WHAT THIS TASK INVOLVES: Set down every line of the data exactly, skipping the pictures.

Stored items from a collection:
************
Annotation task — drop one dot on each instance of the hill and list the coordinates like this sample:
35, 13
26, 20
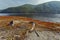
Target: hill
49, 7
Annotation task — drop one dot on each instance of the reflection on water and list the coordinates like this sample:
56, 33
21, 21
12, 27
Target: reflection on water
38, 16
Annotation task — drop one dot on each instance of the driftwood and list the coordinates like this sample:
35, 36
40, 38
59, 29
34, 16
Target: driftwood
20, 27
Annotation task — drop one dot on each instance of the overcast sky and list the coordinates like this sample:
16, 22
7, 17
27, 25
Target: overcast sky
11, 3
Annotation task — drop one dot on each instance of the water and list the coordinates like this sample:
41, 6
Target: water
39, 16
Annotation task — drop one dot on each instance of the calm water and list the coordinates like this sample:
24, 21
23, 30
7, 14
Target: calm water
42, 16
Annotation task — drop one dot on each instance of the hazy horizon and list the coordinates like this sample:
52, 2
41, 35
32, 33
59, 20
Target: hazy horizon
13, 3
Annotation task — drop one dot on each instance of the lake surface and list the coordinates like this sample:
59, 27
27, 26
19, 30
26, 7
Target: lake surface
39, 16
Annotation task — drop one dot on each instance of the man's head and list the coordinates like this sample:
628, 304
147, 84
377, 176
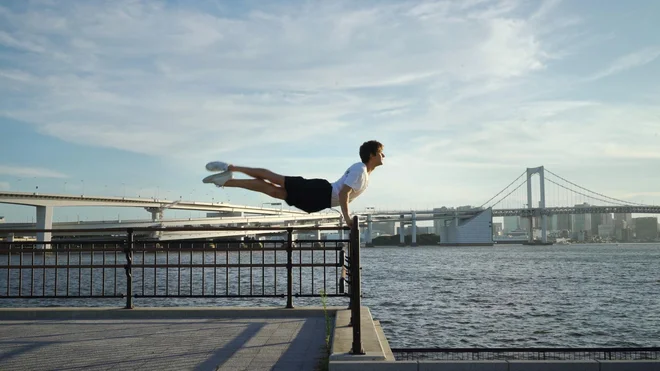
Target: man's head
372, 150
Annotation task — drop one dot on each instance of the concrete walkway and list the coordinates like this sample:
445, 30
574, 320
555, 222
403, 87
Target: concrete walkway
174, 340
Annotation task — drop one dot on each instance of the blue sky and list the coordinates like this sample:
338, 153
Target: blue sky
134, 97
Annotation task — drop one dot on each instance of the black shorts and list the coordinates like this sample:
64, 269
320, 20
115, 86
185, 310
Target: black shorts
309, 195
************
ANSWER TO THIS EXERCISE:
Annotation task — drop one dot on each instance of the hill and list the coordinates like this sample:
35, 13
26, 20
Target: hill
49, 7
Annotation task — drop one dot on each instance of the reflection on water and list the coordinates like this sample:
56, 33
21, 21
12, 27
Target: reflection on water
38, 16
Annotation task — drop one dot on each instance of the driftwood and list the coordinates like this sample:
35, 36
40, 38
59, 29
34, 16
Target: driftwood
20, 27
Annotation task — drop one dot on each instance of the overcast sky and list the coordinates like this sample:
16, 22
7, 17
27, 25
Target: overcast sky
11, 3
Annotation task — drop one dot on each instance of the water and list the coordinates like this sample:
41, 6
Target: water
39, 16
Annotation task — drop one dot on each instance of the calm water and list the coordinates like this sample:
24, 21
23, 30
7, 14
Target: calm water
42, 16
Annotation task — drop one dot on each instance of the hazy horizon and list the coordinates like this sample:
52, 2
41, 35
32, 33
59, 20
Target: hazy horizon
13, 3
Annotation task — drop one dot on each instance of the lake surface and list the coordinates like this sample:
59, 27
27, 26
19, 30
26, 7
Target: lake surface
39, 16
Annotation task — drop one dot on each instance of the man's head and list the coordinates like this sample:
628, 304
147, 84
377, 176
Target: man's head
372, 150
Annotation task — drop one dot on each instance of the concrete walkway and list the coordinates like this sample:
445, 30
574, 320
555, 222
403, 87
Target: concrete walkway
174, 340
Annotation task — drop one dot on each instance of the blue sky and list the coordinates like this sample:
338, 153
Target: blue sky
134, 97
Annotation task — drop one dot on each instance of the black shorts and list the coordinates like this sample:
64, 269
320, 20
115, 86
185, 310
Target: black shorts
309, 195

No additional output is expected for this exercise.